> [Required work] Repeat every line of the material below word for word, but leave the pictures out.

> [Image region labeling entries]
::::

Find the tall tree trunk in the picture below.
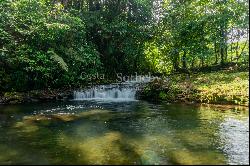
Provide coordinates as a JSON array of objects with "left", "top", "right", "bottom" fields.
[
  {"left": 214, "top": 42, "right": 218, "bottom": 65},
  {"left": 182, "top": 50, "right": 187, "bottom": 70}
]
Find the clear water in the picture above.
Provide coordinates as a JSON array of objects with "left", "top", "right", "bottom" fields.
[{"left": 0, "top": 101, "right": 249, "bottom": 164}]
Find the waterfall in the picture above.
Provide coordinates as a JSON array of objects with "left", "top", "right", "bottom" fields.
[
  {"left": 74, "top": 85, "right": 136, "bottom": 101},
  {"left": 74, "top": 75, "right": 153, "bottom": 101}
]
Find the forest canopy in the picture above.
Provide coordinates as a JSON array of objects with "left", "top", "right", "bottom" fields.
[{"left": 0, "top": 0, "right": 249, "bottom": 91}]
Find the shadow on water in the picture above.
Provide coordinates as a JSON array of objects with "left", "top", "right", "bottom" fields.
[{"left": 0, "top": 102, "right": 249, "bottom": 164}]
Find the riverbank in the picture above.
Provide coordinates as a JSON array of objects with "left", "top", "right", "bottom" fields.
[
  {"left": 0, "top": 70, "right": 249, "bottom": 106},
  {"left": 0, "top": 89, "right": 73, "bottom": 104},
  {"left": 138, "top": 70, "right": 249, "bottom": 106}
]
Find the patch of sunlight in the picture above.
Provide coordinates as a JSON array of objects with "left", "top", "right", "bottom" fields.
[{"left": 0, "top": 144, "right": 18, "bottom": 165}]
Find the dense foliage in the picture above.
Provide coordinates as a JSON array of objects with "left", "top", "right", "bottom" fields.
[{"left": 0, "top": 0, "right": 249, "bottom": 91}]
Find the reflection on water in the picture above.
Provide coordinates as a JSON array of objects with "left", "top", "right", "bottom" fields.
[{"left": 0, "top": 101, "right": 249, "bottom": 164}]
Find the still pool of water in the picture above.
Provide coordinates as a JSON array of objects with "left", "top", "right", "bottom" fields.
[{"left": 0, "top": 101, "right": 249, "bottom": 164}]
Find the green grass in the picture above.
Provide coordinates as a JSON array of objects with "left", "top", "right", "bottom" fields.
[{"left": 142, "top": 70, "right": 249, "bottom": 106}]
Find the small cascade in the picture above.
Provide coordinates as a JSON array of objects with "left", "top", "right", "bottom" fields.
[
  {"left": 74, "top": 74, "right": 153, "bottom": 101},
  {"left": 74, "top": 85, "right": 136, "bottom": 101}
]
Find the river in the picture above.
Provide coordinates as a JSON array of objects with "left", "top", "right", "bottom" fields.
[{"left": 0, "top": 85, "right": 249, "bottom": 164}]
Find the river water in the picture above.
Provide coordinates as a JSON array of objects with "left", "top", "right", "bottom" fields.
[{"left": 0, "top": 100, "right": 249, "bottom": 164}]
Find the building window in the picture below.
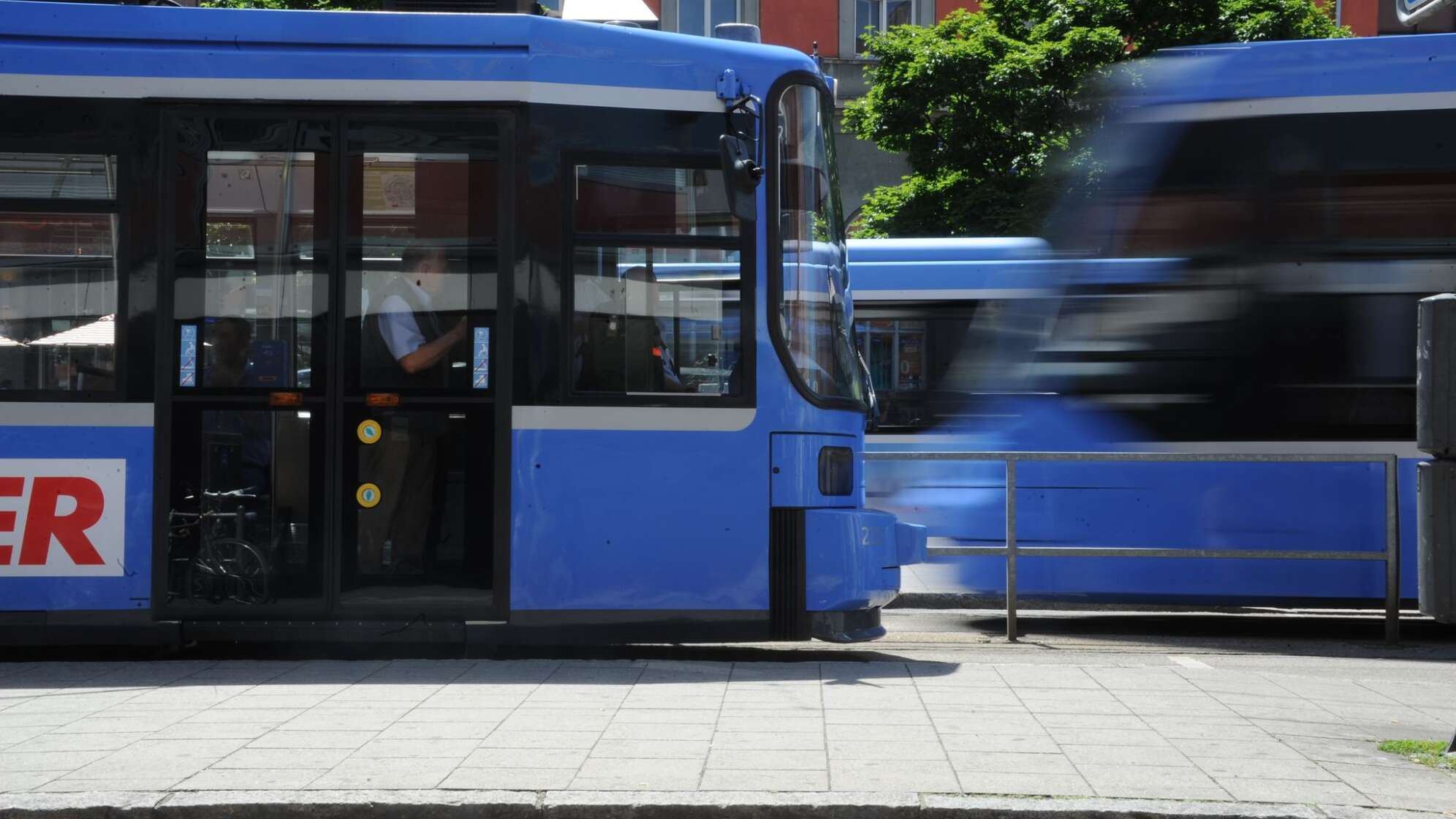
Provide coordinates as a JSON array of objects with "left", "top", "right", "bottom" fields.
[
  {"left": 677, "top": 0, "right": 743, "bottom": 37},
  {"left": 854, "top": 0, "right": 914, "bottom": 54}
]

::::

> [Response to this exercise]
Find the tall tree trunk in the picture below.
Provide coordinates as a JSON array of objects with "left", "top", "right", "bottom" fields.
[
  {"left": 214, "top": 42, "right": 218, "bottom": 65},
  {"left": 182, "top": 50, "right": 187, "bottom": 70}
]
Find the clear water in the picture above.
Provide coordinates as a JSON array of objects with "left", "top", "right", "bottom" fields.
[{"left": 0, "top": 101, "right": 249, "bottom": 164}]
Find the waterfall in the picture above.
Provide coordinates as a JSON array of objects with "left", "top", "right", "bottom" fields.
[
  {"left": 74, "top": 85, "right": 136, "bottom": 101},
  {"left": 74, "top": 75, "right": 153, "bottom": 101}
]
Find the forest canopy in the picture above.
Provide coordinates as a JSON array of objects with "left", "top", "right", "bottom" fields.
[{"left": 0, "top": 0, "right": 249, "bottom": 91}]
Find the shadow on water in the picture above.
Provide coordinates as a JSON array of objects with "left", "top", "right", "bottom" fields.
[{"left": 0, "top": 102, "right": 249, "bottom": 164}]
Find the riverbank in the picture above.
Provide coordinates as a JSON array of objects with "left", "top", "right", "bottom" fields.
[
  {"left": 0, "top": 70, "right": 249, "bottom": 106},
  {"left": 0, "top": 89, "right": 73, "bottom": 104},
  {"left": 138, "top": 70, "right": 249, "bottom": 106}
]
Find the patch of sunlight in the picture above.
Provide coordinates as a JSON array of objects with "left", "top", "right", "bottom" fields.
[{"left": 0, "top": 144, "right": 18, "bottom": 165}]
Find the dense foliage in the picture above.
Provide coordinates as a JSON array of objects with "left", "top", "right", "bottom" fields.
[{"left": 0, "top": 0, "right": 249, "bottom": 91}]
Find the reflection on water in the picture above.
Provide coordinates as a JSON array of objects with "left", "top", "right", "bottom" fields.
[{"left": 0, "top": 101, "right": 249, "bottom": 164}]
Find the still pool of water in the picture above.
Provide coordinates as a JSON array of objects with "left", "top", "right", "bottom" fields.
[{"left": 0, "top": 101, "right": 249, "bottom": 164}]
Find the green grass in the picture above.
Provide coordinates as a JSON array of objects with "left", "top", "right", "bottom" fields.
[{"left": 142, "top": 70, "right": 249, "bottom": 106}]
Find the small cascade in the picture above.
Provide coordinates as a JSON array of objects with "left", "top", "right", "bottom" fields.
[
  {"left": 74, "top": 74, "right": 153, "bottom": 101},
  {"left": 74, "top": 85, "right": 136, "bottom": 101}
]
Find the river in the picture above.
Provide coordinates as a JSON array of objects with "left", "top", "right", "bottom" fields.
[{"left": 0, "top": 85, "right": 249, "bottom": 164}]
Find the river water in the picture above.
Provide coordinates as a JSON array of objects with "left", "top", "right", "bottom" fields.
[{"left": 0, "top": 100, "right": 249, "bottom": 164}]
Find the building window in the picture below.
Provide coordinates as a JSON array of objects with "left", "top", "right", "bottom" fields.
[
  {"left": 677, "top": 0, "right": 743, "bottom": 37},
  {"left": 854, "top": 0, "right": 914, "bottom": 54}
]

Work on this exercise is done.